◆ **WHAT IS ASKED**:
1 – Reproduce the portion of the model-tuning page below starting with "# find the best" and going on through "#t0 = time()".
2 – Answer these questions from the model-tuning page below.
(a) Which library does it name?
(b) In the Naive Bayesian pipeline, what classifier is the final step?
(c) According to the comment in the Stochastic Gradient Descent section, how does uncommenting more parameters affect processing time?

◆ **GIVEN PASSAGE**:
◆ ◆ ◆ ◆
# Tune model
 
Library : Scikit Learn

Find the best settings to get the best accuracy

In [None]:
from sklearn.model_selection import GridSearchCV

## Naive Bayesian

In [None]:
pipeline = Pipeline([
    ('vect',   CountVectorizer()),
    ('tfidf',  TfidfTransformer()),
    ('clf',  MultinomialNB())
])
parameters = {  
    'vect__max_df': (0.5, 0.625, 0.75, 0.875, 1.0),  
    'vect__max_features': (None, 5000, 10000, 20000),  
    'vect__min_df': (1, 5, 10, 20, 50),  
    'tfidf__use_idf': (True, False),  
    'tfidf__sublinear_tf': (True, False),  
    'vect__binary': (True, False),  
    'tfidf__norm': ('l1', 'l2'),  
    'clf__alpha': (1, 0.1, 0.01, 0.001, 0.0001, 0.00001)  
    } 

## Stochastic Gradient Descent

In [None]:
pipeline = Pipeline([
    ('vect', CountVectorizer()),
    ('tfidf', TfidfTransformer()),
    ('clf', SGDClassifier()),
])

# uncommenting more parameters will give better exploring power but will
# increase processing time in a combinatorial way
parameters = {
    'vect__max_df': (0.5, 0.75, 1.0),
    'vect__max_features': (None, 5000, 10000, 50000),
    'vect__ngram_range': ((1, 1), (1, 2)),  # unigrams or bigrams
    'tfidf__use_idf': (True, False),
    'tfidf__norm': ('l1', 'l2'),
    'clf__alpha': (0.00001, 0.000001),
    'clf__penalty': ('l2', 'elasticnet'),
    'clf__n_iter': (10, 50, 80),
}

## Run parameters

In [None]:
if __name__ == "__main__":
    # multiprocessing requires the fork to happen in a __main__ protected
    # block

    # find the best parameters for both the feature extraction and the
    # classifier
    grid_search = GridSearchCV(pipeline, parameters, n_jobs=-1, verbose=1)

    print("Performing grid search...")
    print("pipeline:", [name for name, _ in pipeline.steps])
    print("parameters:")
    print(parameters)
    #t0 = time()
    grid_search.fit(train.tweet, train.label)
    #print("done in %0.3fs" % (time() - t0))
    print()

    print("Best score: %0.3f" % grid_search.best_score_)
    print("Best parameters set:")
    best_parameters = grid_search.best_estimator_.get_params()
    for param_name in sorted(parameters.keys()):
        print("\t%s: %r" % (param_name, best_parameters[param_name]))
◆ ◆ ◆ ◆
◆ **SUPPLIED MATERIAL**:

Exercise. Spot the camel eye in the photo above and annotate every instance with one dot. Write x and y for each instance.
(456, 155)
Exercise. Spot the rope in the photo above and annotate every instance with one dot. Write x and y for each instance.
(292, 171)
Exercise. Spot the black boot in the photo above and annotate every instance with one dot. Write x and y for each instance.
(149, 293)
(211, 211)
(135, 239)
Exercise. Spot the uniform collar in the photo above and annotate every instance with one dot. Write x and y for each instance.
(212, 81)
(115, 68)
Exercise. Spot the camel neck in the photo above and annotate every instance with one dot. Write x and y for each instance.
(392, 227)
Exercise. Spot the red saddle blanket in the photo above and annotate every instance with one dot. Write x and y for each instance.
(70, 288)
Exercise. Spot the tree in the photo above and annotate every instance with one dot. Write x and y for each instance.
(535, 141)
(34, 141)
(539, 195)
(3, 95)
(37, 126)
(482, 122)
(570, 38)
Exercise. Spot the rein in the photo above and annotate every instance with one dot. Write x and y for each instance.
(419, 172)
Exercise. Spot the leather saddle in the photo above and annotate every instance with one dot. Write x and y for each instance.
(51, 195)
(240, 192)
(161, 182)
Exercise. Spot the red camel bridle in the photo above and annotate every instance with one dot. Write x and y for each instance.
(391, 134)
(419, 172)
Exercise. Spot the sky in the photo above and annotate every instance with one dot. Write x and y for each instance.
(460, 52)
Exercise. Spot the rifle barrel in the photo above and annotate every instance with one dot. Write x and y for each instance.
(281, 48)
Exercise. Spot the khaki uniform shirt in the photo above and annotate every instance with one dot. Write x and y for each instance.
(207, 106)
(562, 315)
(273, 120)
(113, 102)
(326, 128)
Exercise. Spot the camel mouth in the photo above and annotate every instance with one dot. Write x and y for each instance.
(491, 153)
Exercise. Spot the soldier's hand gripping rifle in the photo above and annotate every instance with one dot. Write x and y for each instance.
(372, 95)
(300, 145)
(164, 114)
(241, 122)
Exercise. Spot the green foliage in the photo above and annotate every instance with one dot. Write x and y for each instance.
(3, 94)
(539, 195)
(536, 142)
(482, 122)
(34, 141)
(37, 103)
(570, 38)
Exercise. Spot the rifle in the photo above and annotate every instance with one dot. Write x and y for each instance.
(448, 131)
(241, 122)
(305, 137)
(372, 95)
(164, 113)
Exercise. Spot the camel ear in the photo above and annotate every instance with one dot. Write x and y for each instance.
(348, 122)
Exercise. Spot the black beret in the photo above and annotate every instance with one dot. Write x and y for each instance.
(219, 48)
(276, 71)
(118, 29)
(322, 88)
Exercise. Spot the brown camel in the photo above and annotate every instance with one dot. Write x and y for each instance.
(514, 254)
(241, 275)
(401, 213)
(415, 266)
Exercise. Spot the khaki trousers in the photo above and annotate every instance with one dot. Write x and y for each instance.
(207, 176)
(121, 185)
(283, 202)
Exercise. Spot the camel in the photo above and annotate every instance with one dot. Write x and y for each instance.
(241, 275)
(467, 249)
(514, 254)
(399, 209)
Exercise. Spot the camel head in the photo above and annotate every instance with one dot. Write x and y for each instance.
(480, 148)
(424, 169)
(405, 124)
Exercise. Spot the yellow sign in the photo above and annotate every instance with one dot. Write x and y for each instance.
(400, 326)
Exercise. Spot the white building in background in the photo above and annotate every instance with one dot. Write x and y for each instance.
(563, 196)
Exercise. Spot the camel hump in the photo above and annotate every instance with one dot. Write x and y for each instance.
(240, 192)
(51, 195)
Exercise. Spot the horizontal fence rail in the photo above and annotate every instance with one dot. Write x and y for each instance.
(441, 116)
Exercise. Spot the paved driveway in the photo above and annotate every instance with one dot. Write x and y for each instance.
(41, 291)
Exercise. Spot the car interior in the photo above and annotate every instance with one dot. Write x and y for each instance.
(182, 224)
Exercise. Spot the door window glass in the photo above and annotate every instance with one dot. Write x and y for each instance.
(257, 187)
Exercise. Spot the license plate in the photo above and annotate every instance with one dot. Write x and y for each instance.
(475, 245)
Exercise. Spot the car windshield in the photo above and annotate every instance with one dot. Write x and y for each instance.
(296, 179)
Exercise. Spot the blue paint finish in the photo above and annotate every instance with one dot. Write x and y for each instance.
◆ ◆ ◆ ◆
◆ **PROBLEM SOLUTIONS**:
1 –
# find the best parameters for both the feature extraction and the
    # classifier
    grid_search = GridSearchCV(pipeline, parameters, n_jobs=-1, verbose=1)

    print("Performing grid search...")
    print("pipeline:", [name for name, _ in pipeline.steps])
    print("parameters:")
    print(parameters)
    #t0 = time()

2 –
(a) Scikit Learn.
(b) MultinomialNB.
(c) Processing time increases in a combinatorial way.